Write out every one of the following records line for line, changing nothing.

++++ Information given

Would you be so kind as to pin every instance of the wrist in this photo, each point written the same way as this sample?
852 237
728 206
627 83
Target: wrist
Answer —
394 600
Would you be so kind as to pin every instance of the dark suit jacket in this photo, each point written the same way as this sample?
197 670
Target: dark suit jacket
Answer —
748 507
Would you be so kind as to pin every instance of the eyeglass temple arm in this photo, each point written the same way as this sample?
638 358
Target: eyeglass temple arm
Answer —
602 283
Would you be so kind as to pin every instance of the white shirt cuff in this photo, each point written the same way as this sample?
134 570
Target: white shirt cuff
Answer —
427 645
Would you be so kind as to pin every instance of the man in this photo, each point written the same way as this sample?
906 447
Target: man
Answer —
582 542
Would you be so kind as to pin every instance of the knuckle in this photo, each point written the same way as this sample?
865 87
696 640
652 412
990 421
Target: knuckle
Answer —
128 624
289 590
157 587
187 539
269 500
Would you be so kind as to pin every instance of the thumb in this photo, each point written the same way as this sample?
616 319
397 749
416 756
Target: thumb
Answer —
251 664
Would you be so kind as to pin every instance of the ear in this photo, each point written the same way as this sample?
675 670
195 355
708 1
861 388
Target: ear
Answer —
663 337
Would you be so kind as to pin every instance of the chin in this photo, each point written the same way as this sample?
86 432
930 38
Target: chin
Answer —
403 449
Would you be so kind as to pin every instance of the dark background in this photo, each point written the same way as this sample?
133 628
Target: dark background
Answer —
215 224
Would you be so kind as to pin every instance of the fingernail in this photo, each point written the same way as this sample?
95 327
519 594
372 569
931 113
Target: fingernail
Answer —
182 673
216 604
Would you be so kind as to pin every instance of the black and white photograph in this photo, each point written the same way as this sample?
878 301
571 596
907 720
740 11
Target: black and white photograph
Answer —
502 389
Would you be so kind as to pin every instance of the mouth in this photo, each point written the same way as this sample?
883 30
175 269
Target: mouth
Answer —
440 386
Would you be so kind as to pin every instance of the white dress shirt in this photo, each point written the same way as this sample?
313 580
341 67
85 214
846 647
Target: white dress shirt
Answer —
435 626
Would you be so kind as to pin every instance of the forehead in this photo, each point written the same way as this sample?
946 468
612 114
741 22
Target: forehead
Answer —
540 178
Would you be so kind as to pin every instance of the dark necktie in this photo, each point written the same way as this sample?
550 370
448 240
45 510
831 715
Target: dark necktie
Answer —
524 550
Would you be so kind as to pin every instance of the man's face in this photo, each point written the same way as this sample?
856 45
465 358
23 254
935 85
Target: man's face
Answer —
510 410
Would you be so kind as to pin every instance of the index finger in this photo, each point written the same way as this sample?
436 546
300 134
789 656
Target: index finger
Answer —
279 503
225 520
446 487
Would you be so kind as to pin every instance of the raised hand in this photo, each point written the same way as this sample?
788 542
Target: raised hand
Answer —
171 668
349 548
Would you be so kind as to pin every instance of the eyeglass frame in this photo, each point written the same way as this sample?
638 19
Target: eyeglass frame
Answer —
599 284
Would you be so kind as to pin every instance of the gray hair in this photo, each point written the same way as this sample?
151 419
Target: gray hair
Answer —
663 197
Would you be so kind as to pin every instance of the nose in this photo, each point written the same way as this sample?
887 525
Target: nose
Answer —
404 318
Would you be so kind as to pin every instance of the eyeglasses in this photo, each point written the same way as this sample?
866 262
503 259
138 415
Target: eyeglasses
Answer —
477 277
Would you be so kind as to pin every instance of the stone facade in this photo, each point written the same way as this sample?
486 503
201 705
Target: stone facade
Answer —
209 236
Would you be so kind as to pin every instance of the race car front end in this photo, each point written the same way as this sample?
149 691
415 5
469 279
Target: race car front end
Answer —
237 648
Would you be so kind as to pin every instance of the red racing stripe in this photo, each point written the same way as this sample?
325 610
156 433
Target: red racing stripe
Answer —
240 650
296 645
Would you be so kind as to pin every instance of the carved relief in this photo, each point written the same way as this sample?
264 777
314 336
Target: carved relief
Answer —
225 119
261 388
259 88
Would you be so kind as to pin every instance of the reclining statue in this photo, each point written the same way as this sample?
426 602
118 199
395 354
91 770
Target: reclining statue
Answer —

++++++++

> **Task result**:
Would you be so kind as to pin every instance of the wrist in this photo, each point written the same way as this sample?
852 237
728 206
627 83
Target: wrist
Answer —
394 600
Would you be so kind as to pin every instance of the dark suit jacket in this photo, each point written the same way as this sample?
197 670
Target: dark suit jacket
Answer —
748 507
Would you be so kind as to pin every instance of the eyeglass temple arm in this photo, each point written the same way as this sample?
638 358
Target: eyeglass temple arm
Answer —
602 283
Would you be so kind as to pin every instance of the white shirt cuff in this photo, each point written the same way as this sample?
134 570
Target: white shirt cuff
Answer —
427 645
Would you be so kind as to pin every instance of the man in this photo, each point written the same way as this sample?
906 447
Target: man
Answer —
582 542
Would you be so kind as to pin every instance of the knuckle in this photo, each point written the same way as this sample?
865 87
696 640
652 412
990 421
Target: knuckle
Answer —
128 624
289 590
157 587
187 539
269 500
Would you be so kind as to pin every instance of the thumb in this photo, each point written the same way as this sample?
616 319
397 749
416 756
Target: thumb
Answer —
251 664
Would you be so kind as to pin every instance of the ear in this photo, each point written the same way as this sample?
675 670
195 355
708 1
861 388
Target: ear
Answer —
663 337
Would you be so kind as to pin every instance of the chin in this photo, each point written the same way as this sample?
86 432
930 38
Target: chin
Answer —
403 449
Would you be so kind as to pin every instance of the dark background in this photo, each point written the same way as this sample?
133 628
Target: dark background
Answer —
215 224
Would you be so kind as to pin every instance of the fingernail in this photo, each point written the same way as this sample?
95 327
519 594
372 569
931 113
Target: fingernail
Answer —
182 673
216 604
Would you be so kind as to pin every instance of the black and white photograph in this photo, each point written the same way as this sample?
878 301
571 596
907 720
740 11
Target: black and white photograph
Answer —
502 389
Would you be so kind as to pin every instance of the mouth in this photo, each point written the same way as this sample?
883 30
175 269
Target: mouth
Answer —
440 386
Would you be so kind as to pin every instance of the white dress shirt in this photo, each point written the same way as this sample?
313 580
341 67
85 214
846 647
Target: white dress shirt
Answer —
435 626
Would you be so kind as to pin every instance of the forehead in this photo, each point written the same way as this sample?
946 468
612 114
741 22
Target: forehead
Answer —
540 178
Would you be so kind as to pin every instance of the dark necktie in this photo, each point written the same way as this sample?
550 370
448 240
45 510
831 715
Target: dark necktie
Answer —
524 550
Would you be so kind as to pin every instance of the man's face in this photo, each point written the same way as this sample?
856 45
465 358
23 254
935 85
Target: man's face
Answer —
510 410
Would you be so kind as to pin every instance of the index finger in this photo, each point written the same way as this sample?
436 546
300 134
789 656
Target: index finger
Answer —
279 503
225 520
446 487
Would you be so kind as to pin every instance of the raised hand in this photo, each point written the same way as this sample?
788 542
Target: raised hand
Answer —
171 668
349 548
Would you be so kind as to pin every instance of the eyeglass frame in this photo, each point written the same way as this sample?
638 19
Target: eyeglass frame
Answer —
599 284
Would you be so kind as to pin every instance of the gray hair in this photo, each point written the same way as this sample?
151 419
Target: gray hair
Answer —
663 197
Would you be so kind as to pin every instance of the nose in this photo, each point written the same way as this sample?
887 525
Target: nose
Answer —
404 318
Would you be so kind as to pin every instance of the eyeglasses in this photo, each point written the same way as this sample?
866 262
503 259
138 415
Target: eyeglasses
Answer —
477 277
Would you be so kind as to pin every instance of the stone facade in this photo, each point written the same way as this sample?
486 503
201 705
Target: stone facade
Answer —
209 236
Would you be so kind as to pin every instance of the race car front end in this photo, each point written the same way as this sample?
149 691
415 5
469 279
Target: race car front end
Answer —
237 648
Would you be so kind as to pin every instance of the red racing stripe in this photo, each point written the same way as this sample?
325 610
156 433
Target: red racing stripe
Answer —
240 650
296 645
Would you be so kind as to pin every instance of the carved relief in this photo, each point written the same way as this sample?
264 777
314 336
Target: carved relief
Answer —
225 119
261 388
259 88
Would you be so kind as to pin every instance of the reclining statue in this photo, each point written the same way as this sample?
426 602
118 199
395 354
91 770
Target: reclining statue
Answer —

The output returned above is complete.